### Selected excerpt
4. Surprise Skutniks
"Today, he has a new leg, but Seong-ho, I understand you still keep those old crutches as a reminder of how far you have come. Your great sacrifice is an inspiration to us all."
What's a Skutnik, you ask? The name comes from Lenny Skutnik, a government employee who dove into the Potomac River to save a plane crash victim. He was invited to the State of the Union and sat next to then-first lady Nancy Reagan. His story was mentioned by President Reagan in the State of the Union address.
Sound pretty routine for a president to include that? Not back then. Skutnik was the first "regular person's" story used in a State of the Union. On Tuesday, President Trump took the use of the device to a new level. He acknowledged a whopping 16 people, who were sitting in the audience at the State of the Union as invited guests and integrated their stories into his speech.
That included the story of North Korean defector Ji Seong-ho. It was an emotional high point of Trump's 2017 joint address to Congress when he mentioned Carryn Owens, the widow of Chief Petty Officer William "Ryan" Owens, who was killed in a raid in Yemen. It proved a strong device for Trump then, and his team decided to go all out with their use in this speech, weaving these stories throughout his speech.
5. Trump wades into Russia investigation
No, he didn't do it in the speech, but afterward he was overheard telling a Republican lawmaker he is 100 percent in favor of releasing a classified memo that reportedly has explosive information on the FBI. It was gathered by the controversial Republican chair of the House Intelligence Committee, Rep. Devin Nunes, R-Calif.
Conservatives believe the memo could undermine the FBI and Justice Department's investigation into Russian interference in the 2016 presidential election and prove bias. The House Intelligence Committee voted along party lines Monday night to release the memo. That vote triggered a process that gives Trump five days to object to the memo's release, an objection that looks increasingly unlikely given Trump's comment Tuesday night.

### Work to be completed
Answer these questions from the excerpt on the State of the Union:
1. Which river did Lenny Skutnik dive into to save a plane crash victim?
2. How many people did President Trump acknowledge as invited guests in the audience?
3. How many days does Trump have to object to the memo's release?
The records were taken from a separate source and are unrelated to the text.

### Data records

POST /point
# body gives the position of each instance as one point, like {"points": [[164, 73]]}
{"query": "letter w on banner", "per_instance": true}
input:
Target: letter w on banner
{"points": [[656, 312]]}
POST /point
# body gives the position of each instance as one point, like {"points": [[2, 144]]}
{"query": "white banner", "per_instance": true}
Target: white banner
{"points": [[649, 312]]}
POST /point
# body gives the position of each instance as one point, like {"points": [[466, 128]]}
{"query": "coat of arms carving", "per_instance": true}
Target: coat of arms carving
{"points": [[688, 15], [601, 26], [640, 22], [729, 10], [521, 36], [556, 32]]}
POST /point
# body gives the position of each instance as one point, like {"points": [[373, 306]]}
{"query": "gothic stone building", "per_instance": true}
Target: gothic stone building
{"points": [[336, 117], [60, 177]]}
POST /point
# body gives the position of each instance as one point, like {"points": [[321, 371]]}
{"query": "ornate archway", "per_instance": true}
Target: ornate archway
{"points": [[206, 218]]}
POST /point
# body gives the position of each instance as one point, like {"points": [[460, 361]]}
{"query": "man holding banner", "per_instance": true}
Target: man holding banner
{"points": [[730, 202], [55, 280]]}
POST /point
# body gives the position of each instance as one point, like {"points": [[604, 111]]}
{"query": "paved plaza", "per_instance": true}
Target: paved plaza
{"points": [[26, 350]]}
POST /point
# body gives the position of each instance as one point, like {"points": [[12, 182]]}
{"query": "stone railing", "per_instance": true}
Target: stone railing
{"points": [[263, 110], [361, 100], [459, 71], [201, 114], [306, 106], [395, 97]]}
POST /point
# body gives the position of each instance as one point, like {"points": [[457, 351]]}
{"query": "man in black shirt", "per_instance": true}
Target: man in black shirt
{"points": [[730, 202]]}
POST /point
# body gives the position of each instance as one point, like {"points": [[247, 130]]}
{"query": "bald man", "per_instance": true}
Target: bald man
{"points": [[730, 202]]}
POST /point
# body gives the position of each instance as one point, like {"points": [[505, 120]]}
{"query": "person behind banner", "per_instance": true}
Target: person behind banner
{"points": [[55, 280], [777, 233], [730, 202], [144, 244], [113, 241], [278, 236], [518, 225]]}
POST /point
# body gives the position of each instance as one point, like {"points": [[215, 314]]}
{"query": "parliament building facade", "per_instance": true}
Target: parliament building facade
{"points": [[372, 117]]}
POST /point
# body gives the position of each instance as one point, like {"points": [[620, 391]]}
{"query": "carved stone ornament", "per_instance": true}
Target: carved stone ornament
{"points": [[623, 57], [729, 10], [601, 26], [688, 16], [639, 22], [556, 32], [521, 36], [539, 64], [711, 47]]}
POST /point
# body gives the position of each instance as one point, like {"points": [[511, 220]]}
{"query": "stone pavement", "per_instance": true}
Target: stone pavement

### Finished task
1. The Potomac River.
2. Sixteen.
3. Five days.